• [Excerpted passage]
---
Metabolic Solutions helps researchers study de novo lipogenesis and lipid kinetics using carbon-13 and deuterium stable isotope methods. Dysregulation of de novo lipogenesis and lipid pathways is associated with obesity, diabetes, and non-alcoholic liver and cardiovascular diseases. De novo lipogenesis is a complex regulated process in which circulating carbohydrates are converted to fatty acids. Lipid synthesis from these biochemical processes is thought to contribute to the pathogenesis of non-alcoholic fatty liver disease, metabolic syndrome with consequent insulin residence.
We offer de novo lipogenesis analytical services to measure incorporation of 13C-acetate (Mass Isotopomer Distrubution Analysis (MIDA)) or deuterium labeling into plasma or hepatic triglycerides.
---
• [Material provided]
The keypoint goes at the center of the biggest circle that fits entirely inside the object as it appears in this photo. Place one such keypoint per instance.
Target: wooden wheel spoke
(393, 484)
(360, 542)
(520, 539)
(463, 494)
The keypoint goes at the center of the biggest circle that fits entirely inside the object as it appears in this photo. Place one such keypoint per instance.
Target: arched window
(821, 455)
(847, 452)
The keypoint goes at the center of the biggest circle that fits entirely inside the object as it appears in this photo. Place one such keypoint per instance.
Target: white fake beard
---
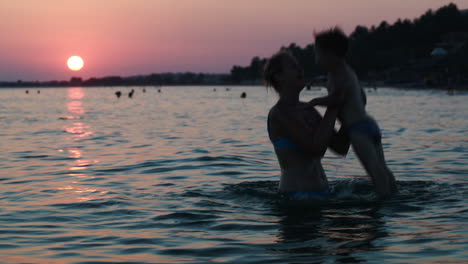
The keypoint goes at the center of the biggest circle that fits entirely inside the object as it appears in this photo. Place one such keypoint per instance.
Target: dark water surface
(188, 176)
---
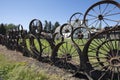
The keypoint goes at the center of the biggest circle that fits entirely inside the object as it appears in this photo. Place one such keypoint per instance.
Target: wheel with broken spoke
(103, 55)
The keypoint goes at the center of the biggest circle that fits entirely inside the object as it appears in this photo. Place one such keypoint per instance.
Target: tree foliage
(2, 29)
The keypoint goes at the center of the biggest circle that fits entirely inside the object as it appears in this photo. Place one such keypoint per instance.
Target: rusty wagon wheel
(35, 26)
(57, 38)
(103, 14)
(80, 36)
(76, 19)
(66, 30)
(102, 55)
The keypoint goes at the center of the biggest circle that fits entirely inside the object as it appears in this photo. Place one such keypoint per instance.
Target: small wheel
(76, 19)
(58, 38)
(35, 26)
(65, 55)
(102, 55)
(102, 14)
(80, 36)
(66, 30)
---
• [Assigned task 1]
According to the de novo lipogenesis passage, what are circulating carbohydrates converted into?
• [Assigned task 2]
Please pick up the de novo lipogenesis passage after its final sentence and continue it.
The items have nothing to do with the de novo lipogenesis passage.

• [Answer box 1]
Fatty acids.

• [Answer box 2]
We also offer lipid kinetic services to determine fatty acid turnover rates. The process of triglyceride breakdown or lipolysis results in the release of fatty acids and glycerol. Fatty acids can serve as energy substrates while glycerol can act as a gluconeogenic precursor. Isotopic tracers (1-13C-palmitate and D5-glycerol) can be used to quantify the rate of appearance of fatty acids and glycerol into the blood stream.
List of Lipid Analytical Services
- Rates of De Novo Lipogenesis
- Rates of lipolysis
- Fatty acid turnover
- Fatty acid oxidation
- Glycerol kinetics
De Novo Lipogenesis (13C-acetate Tracer)
Sodium [1-13C]acetate (10g/day) is continuously infused after an overnight fast for 10 hours to establish hepatic stores of 13C-acetyl CoA for monitoring fractional de novo lipogenesis. To increase de novo lipogenesis, subjects are given a high fructose liquid diet for the 10 hours. De novo lipogenesis is calculated with a mathematical technique called mass isotopomers distribution analysis (MIDA) based on the mathematics of combinatorial probabilities.
De Novo Lipogenesis (Deuterium oxide Tracer)
Labeling with deuterated water is more convenient and less costly alternative for measuring de novo lipogenesis. The basis of the technique is that deuterium oxide rapidly equilibrates with total body water. The deuterium atom labels acetyl-CoA through various enzymatic reactions in the Krebs cycle.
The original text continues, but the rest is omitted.